• **Text for analysis**:
· · · · ·

CUHK bags three wins at Healthy Longevity Catalyst Awards (Hong Kong) 2022
Scholars from The Chinese University of Hong Kong (CUHK) won three awards at the Healthy Longevity Catalyst Awards (Hong Kong) 2022. The Catalyst Awards are a collaboration of the Research Grants Council (RGC) and the United States’ National Academy of Medicine (NAM). Each winning project will receive a US$50,000 (approx. HK$389,000) cash prize covering a period of 12 months.
Ageing-related neurodegenerative diseases like Alzheimer’s disease are substantial medical and socioeconomic burdens with no effective treatments to date. Professor Billy Ng Wai-lung in the Faculty of Medicine (CU Medicine)’s School of Pharmacy will create bilobalide derivatives from extracts of ginkgo tree (Ginkgo biloba) and evaluate these molecules as potential therapeutics against age-related neurodegenerative diseases. Bilobalide is a natural terpene trilactone product of ginkgo, and is thought to be protective against neurodegeneration. However, its chemical instability precludes further preclinical evaluations. Professor Ng envisions that the direct chemical modification of bilobalide will be able to rapidly produce diverse chemical libraries which are chemically stable and biologically active. These unprecedented chemical libraries will allow the exploration of previously unknown chemical and biological spaces for the pharmacological management of age-related neurodegenerative diseases. Co-Principal Investigators are Dr Owen Ko Ho and Professor Kim Chow Hei-man, Assistant Professors from the Department of Medicine and Therapeutics & School of Biomedical Sciences, and the School of Life Sciences.

· · · · ·

• **Material provided**:
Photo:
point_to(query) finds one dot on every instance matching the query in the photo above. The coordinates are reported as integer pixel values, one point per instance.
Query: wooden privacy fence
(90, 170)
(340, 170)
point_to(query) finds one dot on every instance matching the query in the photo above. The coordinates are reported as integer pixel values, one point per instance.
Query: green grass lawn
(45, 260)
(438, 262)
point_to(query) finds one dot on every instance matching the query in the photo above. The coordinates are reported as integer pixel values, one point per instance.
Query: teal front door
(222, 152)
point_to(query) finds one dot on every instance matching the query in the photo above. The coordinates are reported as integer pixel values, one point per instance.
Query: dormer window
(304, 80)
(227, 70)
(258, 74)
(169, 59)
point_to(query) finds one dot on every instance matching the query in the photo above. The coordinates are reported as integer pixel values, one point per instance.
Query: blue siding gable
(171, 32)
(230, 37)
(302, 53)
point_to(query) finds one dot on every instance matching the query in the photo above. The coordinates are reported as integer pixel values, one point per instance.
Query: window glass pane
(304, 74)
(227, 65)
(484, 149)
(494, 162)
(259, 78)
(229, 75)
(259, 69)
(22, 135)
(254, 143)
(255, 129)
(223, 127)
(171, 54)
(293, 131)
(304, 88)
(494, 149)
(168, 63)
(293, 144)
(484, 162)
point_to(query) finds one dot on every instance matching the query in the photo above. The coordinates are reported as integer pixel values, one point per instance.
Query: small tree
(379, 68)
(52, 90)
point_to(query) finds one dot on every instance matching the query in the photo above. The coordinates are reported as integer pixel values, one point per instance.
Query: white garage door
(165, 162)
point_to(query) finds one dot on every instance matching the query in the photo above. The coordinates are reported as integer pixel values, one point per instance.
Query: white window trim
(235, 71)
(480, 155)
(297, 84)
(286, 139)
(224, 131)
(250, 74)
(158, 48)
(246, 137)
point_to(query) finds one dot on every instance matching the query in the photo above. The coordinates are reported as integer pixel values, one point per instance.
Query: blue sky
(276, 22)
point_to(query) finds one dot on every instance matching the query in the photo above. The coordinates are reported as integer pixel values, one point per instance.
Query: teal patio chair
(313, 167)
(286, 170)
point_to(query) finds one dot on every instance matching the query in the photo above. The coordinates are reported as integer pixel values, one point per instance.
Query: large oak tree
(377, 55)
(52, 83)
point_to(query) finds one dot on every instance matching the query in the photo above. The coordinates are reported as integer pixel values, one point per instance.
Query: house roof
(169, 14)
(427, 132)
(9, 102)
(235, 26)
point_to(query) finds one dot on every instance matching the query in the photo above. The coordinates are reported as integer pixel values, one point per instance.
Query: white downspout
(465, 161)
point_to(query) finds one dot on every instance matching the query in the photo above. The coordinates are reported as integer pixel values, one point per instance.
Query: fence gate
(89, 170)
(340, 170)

· · · · ·

• **Set of tasks**:
1) Answer these from the article on CUHK's Healthy Longevity Catalyst Awards:
(a) Which two bodies run the Catalyst Awards together?
(b) How much does each winning project receive, and over what period?
(c) What prevents bilobalide from undergoing further preclinical evaluation?
2) Write the next part of the article on CUHK's Healthy Longevity Catalyst Awards, continuing from its last sentence.

• **Results of the exercise**:
1)
(a) The Research Grants Council (RGC) and the United States' National Academy of Medicine (NAM).
(b) US$50,000 (approx. HK$389,000), covering 12 months.
(c) Its chemical instability.

2)
Associate Professor in the Department of Electronic Engineering Ren Hongliang’s team will develop swallowable, encapsulated, multi-stable intragastric balloons for obesity treatment. Global obesity has increased at an alarming rate and has become a serious threat to public health and longevity, according to the World Health Organization. Obesity is caused by fat accumulating to the extent that it can negatively affect health. To treat obesity, medication and surgery can reduce patients’ appetite, decrease fat absorption and reduce stomach volume, leading to them feeling full earlier. Placing an intragastric balloon in the stomach is an alternative treatment approach when surgery and medication are unsuitable or not recommended. Professor Ren’s proposal hypothesises that remote-controlled, swallowable, encapsulated, multi-stable intragastric balloons used in a tetherless manner can address this issue and offer a non-surgical option for obese patients.
Professor Patrick Yung Shu-hang, Chairman and Professor, and Professor Pauline Lui Po-yee, Associate Professor in CU Medicine’s Department of Orthopaedics and Traumatology, plan to decipher disease pathogenesis and druggable targets for degenerative tendinopathy using a spatial transcriptomic approach. Degenerative tendinopathy is an unmet clinical challenge due to its unclear aetio-pathogenesis. By adding spatial information to single-cell RNA-sequencing (scRNA-seq) data, spatial transcriptomics allows cell groups sharing similar and differential gene expression and in situ cell-to-cell interactions to be identified in the tissue context. Formalin-fixed and paraffin-embedded (FFPE) tendinopathy and healthy tendon samples represent a rich resource for molecular profiling but are unfortunately incompatible with scRNA-seq due to RNA degradation in storage and extraction. This study aims to use a ground-breaking spatial transcriptomics approach to FFPE samples to discover key players, biological processes, novel biomarkers and cell-to-cell interactions, at the single cell and spatial levels, in degenerative tendinopathy. The study will open new opportunities to use FFPE samples for spatial transcriptomic research in tendons to improve public health.